- **Task brief**:
Please write out every line of the records below as a numbered list, leaving out any blank lines.

- **Dataset records**:
----

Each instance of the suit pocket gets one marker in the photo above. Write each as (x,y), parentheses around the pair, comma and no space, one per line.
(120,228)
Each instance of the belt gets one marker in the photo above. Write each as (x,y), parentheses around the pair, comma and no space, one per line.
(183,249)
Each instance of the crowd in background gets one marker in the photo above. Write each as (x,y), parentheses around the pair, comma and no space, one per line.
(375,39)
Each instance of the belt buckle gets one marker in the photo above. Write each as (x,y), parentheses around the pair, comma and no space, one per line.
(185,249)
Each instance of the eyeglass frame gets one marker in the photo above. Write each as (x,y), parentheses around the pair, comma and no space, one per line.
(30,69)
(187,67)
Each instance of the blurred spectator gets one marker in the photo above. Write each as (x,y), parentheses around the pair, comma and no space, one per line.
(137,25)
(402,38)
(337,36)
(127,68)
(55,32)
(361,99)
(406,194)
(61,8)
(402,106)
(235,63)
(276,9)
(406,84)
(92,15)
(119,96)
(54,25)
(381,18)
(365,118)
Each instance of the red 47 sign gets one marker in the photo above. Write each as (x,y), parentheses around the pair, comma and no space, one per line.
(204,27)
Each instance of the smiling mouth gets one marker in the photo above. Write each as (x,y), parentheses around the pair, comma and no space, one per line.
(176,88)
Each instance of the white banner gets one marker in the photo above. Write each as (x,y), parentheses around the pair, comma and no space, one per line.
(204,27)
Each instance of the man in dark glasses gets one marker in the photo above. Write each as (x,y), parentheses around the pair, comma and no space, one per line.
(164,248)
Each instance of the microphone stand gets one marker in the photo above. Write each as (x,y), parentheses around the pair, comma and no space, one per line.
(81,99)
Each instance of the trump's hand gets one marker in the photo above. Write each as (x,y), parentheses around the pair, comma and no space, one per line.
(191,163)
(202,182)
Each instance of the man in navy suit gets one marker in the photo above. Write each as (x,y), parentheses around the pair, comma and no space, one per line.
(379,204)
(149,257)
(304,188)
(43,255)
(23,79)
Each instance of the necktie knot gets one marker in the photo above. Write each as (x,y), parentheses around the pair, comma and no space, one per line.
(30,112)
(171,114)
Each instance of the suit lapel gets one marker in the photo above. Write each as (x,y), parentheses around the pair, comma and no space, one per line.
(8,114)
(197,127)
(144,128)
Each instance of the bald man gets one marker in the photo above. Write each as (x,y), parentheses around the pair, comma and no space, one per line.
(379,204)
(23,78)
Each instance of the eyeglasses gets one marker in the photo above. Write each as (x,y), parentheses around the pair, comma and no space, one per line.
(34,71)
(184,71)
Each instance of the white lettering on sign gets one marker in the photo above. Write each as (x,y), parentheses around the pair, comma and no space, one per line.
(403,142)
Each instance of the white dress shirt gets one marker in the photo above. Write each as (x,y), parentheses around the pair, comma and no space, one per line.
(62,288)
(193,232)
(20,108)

----

- **Answer**:
1. Each instance of the suit pocket gets one marker in the photo above. Write each as (x,y), parentheses around the pair, comma and no space, one per line.
2. (120,228)
3. Each instance of the belt gets one marker in the photo above. Write each as (x,y), parentheses around the pair, comma and no space, one per line.
4. (183,249)
5. Each instance of the crowd in background gets one marker in the photo above. Write each as (x,y), parentheses around the pair, comma and no space, one per line.
6. (375,39)
7. Each instance of the belt buckle gets one marker in the photo above. Write each as (x,y), parentheses around the pair, comma and no space, one per line.
8. (185,249)
9. Each instance of the eyeglass frame gets one marker in the photo above. Write each as (x,y), parentheses around the pair, comma and no space, one per line.
10. (30,69)
11. (187,67)
12. Each instance of the blurred spectator gets one marker in the photo above. Write each as (x,y), parentheses around the pair, comma and no space, one per line.
13. (137,25)
14. (402,38)
15. (337,36)
16. (127,68)
17. (55,32)
18. (361,99)
19. (406,194)
20. (61,8)
21. (402,106)
22. (235,63)
23. (276,9)
24. (406,84)
25. (92,15)
26. (119,96)
27. (54,25)
28. (381,18)
29. (365,118)
30. Each instance of the red 47 sign gets one marker in the photo above. Write each as (x,y), parentheses around the pair, comma and no space, one per line.
31. (204,27)
32. Each instance of the smiling mouth gets one marker in the photo above. Write each as (x,y), parentheses around the pair, comma and no space, one per line.
33. (176,88)
34. Each instance of the white banner gets one marker in the photo above. Write each as (x,y), parentheses around the pair, comma and no space, one per line.
35. (204,27)
36. Each instance of the man in dark glasses gets one marker in the photo above. Write each as (x,y), parentheses around the pair, comma and no space, one per line.
37. (164,248)
38. Each instance of the microphone stand gets one marker in the photo above. Write each as (x,y), parentheses around the pair, comma and no space, one per line.
39. (81,99)
40. Each instance of the trump's hand gets one marker in the photo above. Write each as (x,y), parentheses around the pair, comma and no space, one per line.
41. (191,163)
42. (202,182)
43. Each instance of the man in navy suit gets one marker in the photo above. Write each as (x,y), parentheses around the pair, comma and no space, one per line.
44. (379,204)
45. (149,257)
46. (304,188)
47. (43,255)
48. (23,79)
49. Each instance of the necktie knot gets one marker in the photo above. Write each as (x,y), parentheses around the pair, comma and no space, one per line.
50. (30,112)
51. (171,114)
52. Each instance of the suit lapel gets one marker in the photo above. Write each as (x,y), parentheses around the pair, comma and no space, one per line.
53. (8,114)
54. (197,127)
55. (144,128)
56. Each instance of the bald man gets one marker in the photo above. Write each as (x,y), parentheses around the pair, comma and no space, one per line.
57. (379,204)
58. (23,78)
59. Each instance of the eyeglasses gets one marker in the photo above. Write each as (x,y), parentheses around the pair, comma and no space, one per line.
60. (34,71)
61. (184,71)
62. Each instance of the white lettering on sign gets one marker in the photo above. Write each as (x,y), parentheses around the pair, comma and no space, one per line.
63. (403,142)
64. Each instance of the white dress shirt gets one marker in the photo above. Write each as (x,y), parentheses around the pair, comma and no space, one per line.
65. (62,288)
66. (193,232)
67. (20,108)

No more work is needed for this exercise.